- [Your instructions]: Repeat every line of the listing below exactly, minus the pictures.

- [Record excerpts]:

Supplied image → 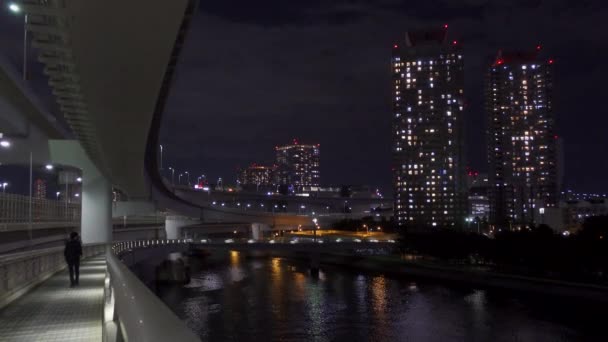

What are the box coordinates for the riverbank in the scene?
[315,253,608,302]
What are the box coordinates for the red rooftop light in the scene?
[548,59,554,64]
[393,44,398,49]
[496,58,504,65]
[443,24,448,29]
[452,40,458,45]
[536,44,542,51]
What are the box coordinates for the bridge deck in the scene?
[0,256,106,341]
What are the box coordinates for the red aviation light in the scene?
[452,40,458,45]
[548,59,554,64]
[393,44,398,49]
[554,135,559,140]
[496,58,504,66]
[536,44,542,51]
[443,24,448,29]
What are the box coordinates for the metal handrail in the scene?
[105,245,200,342]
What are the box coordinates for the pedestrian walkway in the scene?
[0,256,106,341]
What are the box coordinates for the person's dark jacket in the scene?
[64,239,82,263]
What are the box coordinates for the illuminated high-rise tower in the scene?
[486,48,558,228]
[275,140,320,191]
[392,26,466,229]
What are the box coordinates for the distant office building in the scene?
[562,190,607,201]
[392,27,467,229]
[532,198,608,233]
[486,48,559,229]
[238,164,275,188]
[34,179,46,199]
[275,140,320,190]
[467,173,490,220]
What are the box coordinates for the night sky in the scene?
[1,0,608,195]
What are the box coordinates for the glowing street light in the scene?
[168,167,175,185]
[2,182,8,193]
[8,3,21,13]
[45,164,53,170]
[0,140,10,148]
[7,2,28,80]
[159,145,163,170]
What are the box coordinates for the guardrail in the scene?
[0,193,80,226]
[0,243,105,309]
[105,244,199,341]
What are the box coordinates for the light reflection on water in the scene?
[155,252,606,342]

- [Task output]:
Supplied image → 

What are the box coordinates for the riverbank in the scene?
[315,253,608,302]
What are the box coordinates for the red rooftop light in the scene?
[548,59,554,64]
[393,44,398,49]
[496,58,504,65]
[443,24,448,29]
[452,40,458,45]
[536,44,542,51]
What are the box coordinates for the bridge deck in the scene?
[0,256,106,341]
What are the box coordinates for the red aviation light in the scene?
[452,40,458,45]
[548,59,554,64]
[393,44,398,49]
[554,135,559,140]
[496,58,504,66]
[536,44,542,51]
[443,24,448,29]
What are the box coordinates for the metal handrail in the scene?
[105,245,200,342]
What are the box coordinates for the pedestrian walkway in the scene?
[0,256,106,341]
What are the box coordinates for the person's dark jacket in the scene?
[64,239,82,263]
What are the box coordinates for the illuminated high-rise tower in the scene?
[486,48,558,228]
[275,140,320,191]
[392,26,466,229]
What are the box coordinates for the distant office building in the scene?
[562,190,607,201]
[392,27,467,229]
[532,198,608,233]
[486,48,559,229]
[238,164,275,188]
[34,179,46,199]
[275,140,320,190]
[467,173,490,220]
What are the box coordinates for the night sky in the scene?
[1,0,608,195]
What are the box coordinates for the glowing street light in the scene?
[168,167,175,185]
[2,182,8,193]
[8,3,21,13]
[45,164,53,170]
[0,140,10,148]
[7,2,28,80]
[159,145,163,170]
What are the box coordinates for the guardrail in the scene?
[0,193,80,226]
[0,243,105,309]
[105,244,199,341]
What are the box coordinates for the light reflection on water in the scene?
[155,252,606,342]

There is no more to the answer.